[WHAT NEEDS TO BE DONE] The records below should be written out again, exactly.

[DATA SUPPLIED]

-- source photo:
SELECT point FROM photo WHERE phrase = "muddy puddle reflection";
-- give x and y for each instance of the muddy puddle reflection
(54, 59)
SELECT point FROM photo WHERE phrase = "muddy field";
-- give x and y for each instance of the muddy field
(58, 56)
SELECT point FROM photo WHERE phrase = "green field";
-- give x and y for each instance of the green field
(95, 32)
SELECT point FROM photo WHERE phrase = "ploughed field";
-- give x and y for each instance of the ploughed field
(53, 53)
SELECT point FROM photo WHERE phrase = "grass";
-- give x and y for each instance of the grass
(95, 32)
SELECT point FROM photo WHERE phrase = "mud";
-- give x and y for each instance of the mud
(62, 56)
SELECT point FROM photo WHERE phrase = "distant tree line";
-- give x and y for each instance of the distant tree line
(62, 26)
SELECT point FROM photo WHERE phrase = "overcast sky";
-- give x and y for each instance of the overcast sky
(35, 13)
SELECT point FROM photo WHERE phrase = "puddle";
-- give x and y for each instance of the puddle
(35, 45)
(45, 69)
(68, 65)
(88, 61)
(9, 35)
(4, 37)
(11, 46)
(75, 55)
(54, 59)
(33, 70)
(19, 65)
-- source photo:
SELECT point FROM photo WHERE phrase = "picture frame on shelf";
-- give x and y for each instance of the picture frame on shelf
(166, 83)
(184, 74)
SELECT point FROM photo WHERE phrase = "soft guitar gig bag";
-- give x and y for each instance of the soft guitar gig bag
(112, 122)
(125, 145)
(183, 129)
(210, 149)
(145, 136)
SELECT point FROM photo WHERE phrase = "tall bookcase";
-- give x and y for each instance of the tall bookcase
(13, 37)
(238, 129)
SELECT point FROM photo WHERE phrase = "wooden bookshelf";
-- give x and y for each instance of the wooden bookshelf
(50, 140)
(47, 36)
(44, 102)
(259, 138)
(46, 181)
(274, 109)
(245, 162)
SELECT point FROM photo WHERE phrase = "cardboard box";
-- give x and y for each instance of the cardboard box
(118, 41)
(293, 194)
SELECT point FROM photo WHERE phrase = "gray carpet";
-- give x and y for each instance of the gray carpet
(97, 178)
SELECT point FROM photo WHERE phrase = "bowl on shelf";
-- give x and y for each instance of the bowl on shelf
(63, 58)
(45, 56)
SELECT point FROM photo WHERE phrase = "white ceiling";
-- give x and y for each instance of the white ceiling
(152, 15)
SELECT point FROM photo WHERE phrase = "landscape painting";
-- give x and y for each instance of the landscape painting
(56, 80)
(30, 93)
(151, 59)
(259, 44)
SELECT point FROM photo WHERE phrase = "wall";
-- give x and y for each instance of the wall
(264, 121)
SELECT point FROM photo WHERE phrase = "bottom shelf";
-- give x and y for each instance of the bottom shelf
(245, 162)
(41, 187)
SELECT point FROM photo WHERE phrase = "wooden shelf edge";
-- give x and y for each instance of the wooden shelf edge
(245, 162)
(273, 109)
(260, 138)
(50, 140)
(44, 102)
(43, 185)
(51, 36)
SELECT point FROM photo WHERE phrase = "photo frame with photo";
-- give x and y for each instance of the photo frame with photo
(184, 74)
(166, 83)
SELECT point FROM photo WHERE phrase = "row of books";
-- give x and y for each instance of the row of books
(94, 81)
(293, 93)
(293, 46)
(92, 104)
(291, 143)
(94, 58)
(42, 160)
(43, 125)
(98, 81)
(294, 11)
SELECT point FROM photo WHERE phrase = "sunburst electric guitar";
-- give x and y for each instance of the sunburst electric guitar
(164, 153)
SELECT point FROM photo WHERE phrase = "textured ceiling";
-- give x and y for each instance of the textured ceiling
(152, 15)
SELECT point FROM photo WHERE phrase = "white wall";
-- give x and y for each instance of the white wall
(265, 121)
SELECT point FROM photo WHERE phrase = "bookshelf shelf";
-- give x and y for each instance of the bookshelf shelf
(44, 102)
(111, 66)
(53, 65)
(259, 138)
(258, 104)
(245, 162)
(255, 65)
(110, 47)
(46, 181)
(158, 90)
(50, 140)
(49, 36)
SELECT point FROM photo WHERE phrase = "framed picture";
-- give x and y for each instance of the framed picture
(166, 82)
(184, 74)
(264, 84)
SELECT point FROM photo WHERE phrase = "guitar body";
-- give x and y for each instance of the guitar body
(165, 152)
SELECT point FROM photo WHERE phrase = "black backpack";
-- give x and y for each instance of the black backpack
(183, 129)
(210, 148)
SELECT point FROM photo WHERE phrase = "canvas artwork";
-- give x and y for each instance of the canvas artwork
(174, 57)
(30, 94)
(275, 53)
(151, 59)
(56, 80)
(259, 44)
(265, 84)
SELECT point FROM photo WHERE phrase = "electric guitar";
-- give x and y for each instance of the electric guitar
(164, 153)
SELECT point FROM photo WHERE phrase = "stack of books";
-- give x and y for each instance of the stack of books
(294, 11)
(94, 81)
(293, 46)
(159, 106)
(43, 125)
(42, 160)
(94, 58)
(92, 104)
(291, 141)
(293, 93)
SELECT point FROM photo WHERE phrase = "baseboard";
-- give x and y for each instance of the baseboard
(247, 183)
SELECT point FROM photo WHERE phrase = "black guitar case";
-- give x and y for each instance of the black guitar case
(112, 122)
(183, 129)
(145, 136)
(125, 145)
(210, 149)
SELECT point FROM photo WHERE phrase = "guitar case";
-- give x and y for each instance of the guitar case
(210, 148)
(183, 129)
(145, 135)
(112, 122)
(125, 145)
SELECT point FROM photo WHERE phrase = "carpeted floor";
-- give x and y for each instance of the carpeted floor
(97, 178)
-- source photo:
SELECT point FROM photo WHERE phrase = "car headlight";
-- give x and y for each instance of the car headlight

[THE RESULT]
-- source photo:
SELECT point FROM photo WHERE phrase = "muddy puddle reflection";
-- give x and y for each instance of the muddy puddle reflection
(54, 59)
SELECT point FROM photo WHERE phrase = "muddy field";
-- give x and y for each instance of the muddy field
(58, 56)
SELECT point FROM photo WHERE phrase = "green field";
-- give x and y for each instance of the green field
(95, 32)
SELECT point FROM photo WHERE phrase = "ploughed field";
-- give x and y for each instance of the ploughed field
(53, 53)
SELECT point FROM photo WHERE phrase = "grass";
-- give x and y for each instance of the grass
(95, 32)
SELECT point FROM photo WHERE phrase = "mud";
-- give x and y for each instance of the mud
(62, 56)
SELECT point FROM photo WHERE phrase = "distant tree line";
-- give x and y for each instance of the distant tree line
(62, 26)
SELECT point FROM photo WHERE phrase = "overcast sky";
-- give x and y for each instance of the overcast sky
(35, 13)
SELECT point FROM photo WHERE phrase = "puddle";
-- give x and y for each instance of the puddle
(35, 45)
(45, 69)
(68, 65)
(88, 61)
(9, 35)
(4, 37)
(11, 46)
(75, 55)
(54, 59)
(33, 70)
(19, 65)
-- source photo:
SELECT point FROM photo WHERE phrase = "picture frame on shelf";
-- give x and y for each instance of the picture frame on shelf
(166, 83)
(184, 74)
SELECT point FROM photo WHERE phrase = "soft guitar gig bag";
-- give x and y for each instance of the soft guitar gig bag
(112, 122)
(125, 145)
(183, 129)
(210, 149)
(145, 136)
SELECT point FROM photo WHERE phrase = "tall bookcase";
-- give x and y for each instance of the tall bookcase
(13, 37)
(238, 129)
SELECT point FROM photo WHERE phrase = "wooden bookshelf";
-- give x and y for each instance of the wooden bookshelf
(50, 140)
(47, 36)
(44, 102)
(259, 138)
(46, 181)
(274, 109)
(245, 162)
SELECT point FROM photo WHERE phrase = "cardboard box";
-- give x and y for each instance of the cardboard box
(118, 41)
(293, 194)
SELECT point FROM photo WHERE phrase = "gray carpet";
-- give x and y for each instance of the gray carpet
(97, 178)
SELECT point FROM photo WHERE phrase = "bowl on shelf";
-- give x and y for each instance of the bowl on shelf
(63, 58)
(45, 56)
SELECT point FROM photo WHERE phrase = "white ceiling";
-- give x and y for each instance of the white ceiling
(152, 15)
SELECT point FROM photo WHERE phrase = "landscape painting";
-- give x and y for each instance of the landscape painting
(56, 80)
(30, 93)
(151, 59)
(259, 44)
SELECT point FROM photo WHERE phrase = "wall";
-- give x and y for each instance of the wall
(264, 121)
SELECT point FROM photo WHERE phrase = "bottom shelf";
-- give x and y for each instance of the bottom shelf
(245, 162)
(41, 187)
SELECT point FROM photo WHERE phrase = "wooden shelf edge";
-- give x and y for each instance of the wooden shelf edge
(245, 162)
(273, 109)
(260, 138)
(50, 140)
(44, 102)
(43, 185)
(51, 36)
SELECT point FROM photo WHERE phrase = "photo frame with photo";
-- give x and y for each instance of the photo frame with photo
(184, 74)
(166, 83)
SELECT point FROM photo WHERE phrase = "row of books";
-- give x and y for each instance of the row of books
(94, 81)
(293, 93)
(293, 46)
(92, 104)
(291, 143)
(94, 58)
(42, 160)
(43, 125)
(98, 81)
(294, 11)
SELECT point FROM photo WHERE phrase = "sunburst electric guitar";
-- give x and y for each instance of the sunburst electric guitar
(164, 153)
SELECT point FROM photo WHERE phrase = "textured ceiling";
-- give x and y for each instance of the textured ceiling
(152, 15)
SELECT point FROM photo WHERE phrase = "white wall";
-- give x and y for each instance of the white wall
(265, 121)
SELECT point FROM photo WHERE phrase = "bookshelf shelf";
-- give x and y for each instance of the bookshelf shelf
(44, 102)
(111, 66)
(53, 65)
(259, 138)
(258, 104)
(245, 162)
(255, 65)
(110, 47)
(46, 181)
(158, 90)
(50, 140)
(49, 36)
SELECT point FROM photo WHERE phrase = "framed picture";
-- give x and y for each instance of the framed picture
(166, 82)
(184, 74)
(264, 84)
SELECT point FROM photo WHERE phrase = "guitar body";
-- give x and y for each instance of the guitar body
(165, 152)
SELECT point FROM photo WHERE phrase = "black backpack";
-- give x and y for each instance of the black backpack
(183, 129)
(210, 148)
SELECT point FROM photo WHERE phrase = "canvas artwork";
-- give x and y for each instance of the canvas artwork
(174, 57)
(30, 94)
(275, 53)
(151, 59)
(56, 80)
(259, 44)
(265, 84)
SELECT point FROM photo WHERE phrase = "electric guitar";
-- give x and y for each instance of the electric guitar
(164, 153)
SELECT point FROM photo WHERE phrase = "stack of books";
-- give x and y for each instance of the stack of books
(294, 11)
(94, 81)
(293, 46)
(159, 106)
(43, 125)
(42, 160)
(94, 58)
(92, 104)
(291, 141)
(293, 93)
SELECT point FROM photo WHERE phrase = "baseboard";
-- give x and y for each instance of the baseboard
(247, 183)
SELECT point FROM photo WHERE phrase = "black guitar case";
-- give x and y for each instance of the black guitar case
(112, 122)
(183, 129)
(145, 136)
(125, 145)
(210, 149)
SELECT point FROM photo WHERE phrase = "guitar case";
-- give x and y for each instance of the guitar case
(210, 148)
(183, 129)
(145, 135)
(112, 122)
(125, 145)
SELECT point FROM photo WHERE phrase = "carpeted floor";
-- give x and y for each instance of the carpeted floor
(97, 178)
-- source photo:
SELECT point FROM photo WHERE phrase = "car headlight";
-- give x and y for each instance of the car headlight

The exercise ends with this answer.